EXERCISE BRIEF
Rewrite all the data below line by line, leaving out the pictures. Multiply each coordinate in the answers by 1.4 and round to whole numbers, with halves going up.

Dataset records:
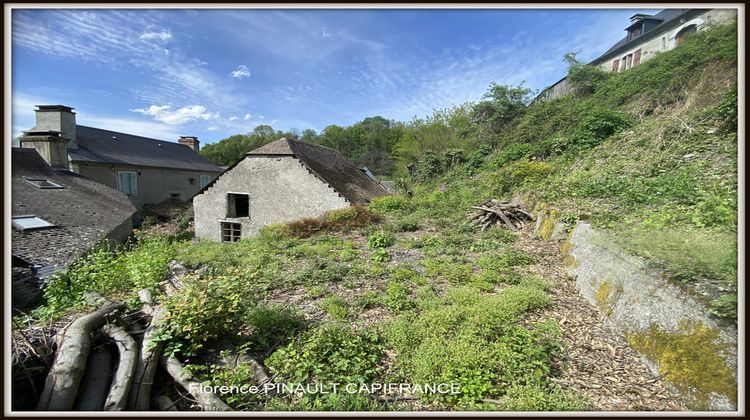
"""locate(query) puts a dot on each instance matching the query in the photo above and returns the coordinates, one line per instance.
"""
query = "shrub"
(381, 255)
(101, 270)
(380, 240)
(331, 353)
(335, 221)
(390, 204)
(397, 297)
(367, 299)
(335, 306)
(407, 225)
(270, 326)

THE RESPONSE
"""locate(query) puts a dot on each instance matching the query in the photo above and returns the coordinates, one line per instance.
"""
query = "shrub"
(533, 357)
(141, 378)
(532, 336)
(463, 494)
(469, 309)
(546, 286)
(556, 416)
(514, 419)
(469, 428)
(570, 315)
(378, 456)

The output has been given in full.